## Instructions for the task
Please give the entries again in full and exactly, without any picture.

%%

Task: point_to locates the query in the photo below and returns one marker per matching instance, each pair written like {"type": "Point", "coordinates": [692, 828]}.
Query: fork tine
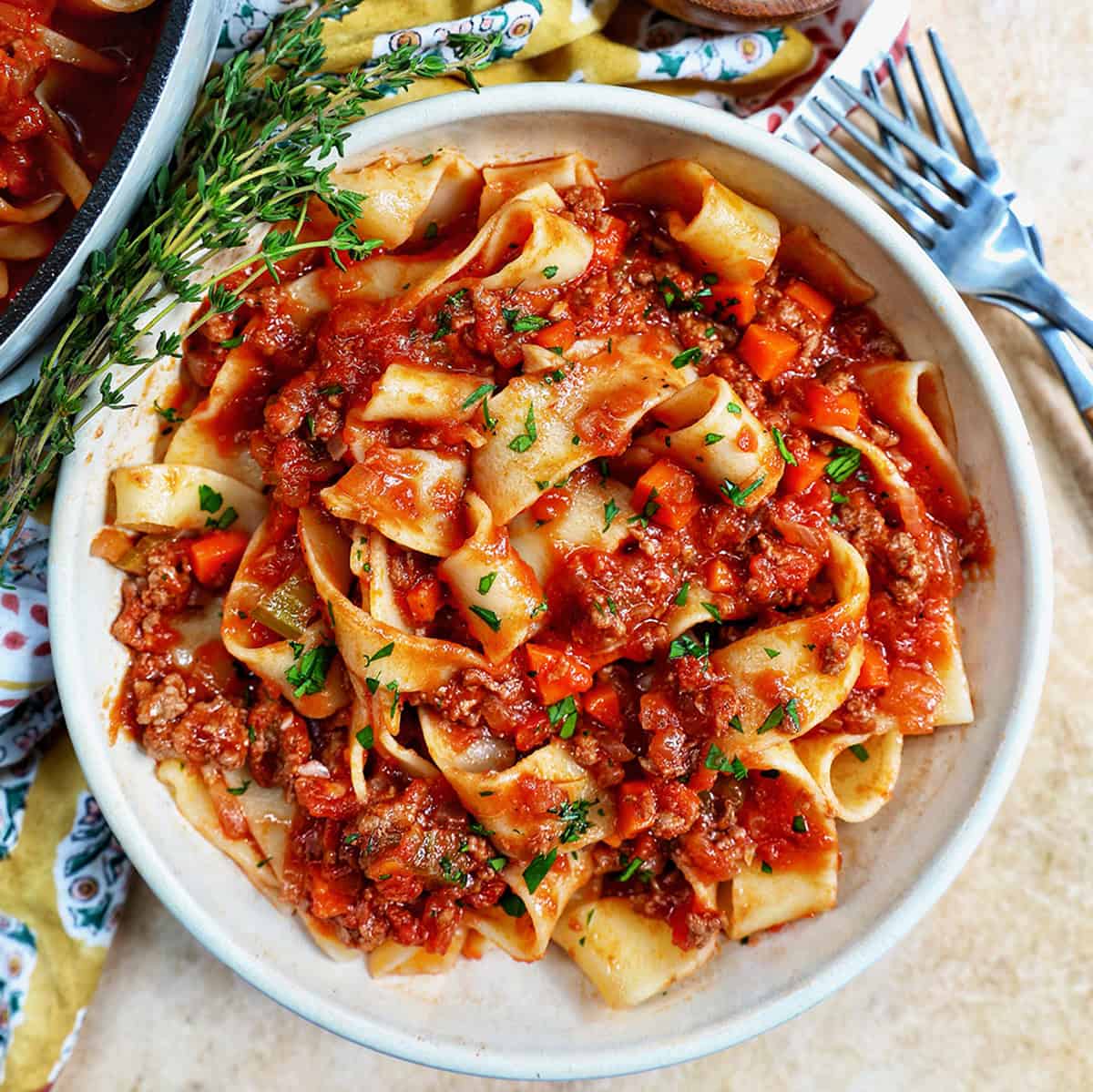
{"type": "Point", "coordinates": [908, 112]}
{"type": "Point", "coordinates": [937, 123]}
{"type": "Point", "coordinates": [984, 158]}
{"type": "Point", "coordinates": [935, 199]}
{"type": "Point", "coordinates": [918, 221]}
{"type": "Point", "coordinates": [946, 165]}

%%

## Result for this exercise
Task: point_to locates the query in the photo below and returns one marker per matching instance, each pair written like {"type": "Point", "coordinates": [692, 828]}.
Query: fork tine
{"type": "Point", "coordinates": [908, 112]}
{"type": "Point", "coordinates": [937, 123]}
{"type": "Point", "coordinates": [984, 158]}
{"type": "Point", "coordinates": [935, 199]}
{"type": "Point", "coordinates": [918, 221]}
{"type": "Point", "coordinates": [946, 165]}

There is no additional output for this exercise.